WORK INSTRUCTIONS. Copy every line of the listing below word for word, keeping the original order.

DATA ROWS.
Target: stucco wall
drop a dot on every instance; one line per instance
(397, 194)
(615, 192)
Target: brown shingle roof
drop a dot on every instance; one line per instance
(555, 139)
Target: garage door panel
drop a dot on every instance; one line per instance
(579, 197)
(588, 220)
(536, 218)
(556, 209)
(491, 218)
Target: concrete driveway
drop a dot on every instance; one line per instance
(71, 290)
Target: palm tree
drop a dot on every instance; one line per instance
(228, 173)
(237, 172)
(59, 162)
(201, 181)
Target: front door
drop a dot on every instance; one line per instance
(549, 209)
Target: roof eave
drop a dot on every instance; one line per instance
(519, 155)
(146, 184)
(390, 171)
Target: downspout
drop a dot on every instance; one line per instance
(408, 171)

EXERCISE SOLUTION.
Target: stucco wall
drop a dot on every instance; one line per instance
(397, 194)
(615, 192)
Target: brown shingle roof
drop a dot on every instance; one line per instance
(555, 139)
Target: garage door panel
drop a dot on every instance; one line per instance
(579, 197)
(588, 220)
(536, 218)
(556, 209)
(491, 218)
Target: concrete driveway
drop a dot on every instance; one line per instance
(71, 290)
Target: palm tree
drop a dot on every instance; one line per instance
(228, 173)
(237, 172)
(59, 162)
(201, 181)
Target: front door
drop a dot on every instance; one line per instance
(549, 209)
Target: roof eave
drop a dot on every instance; one line per instance
(519, 155)
(146, 184)
(390, 171)
Target: downspout
drop a dot on every instance; one line per instance
(408, 171)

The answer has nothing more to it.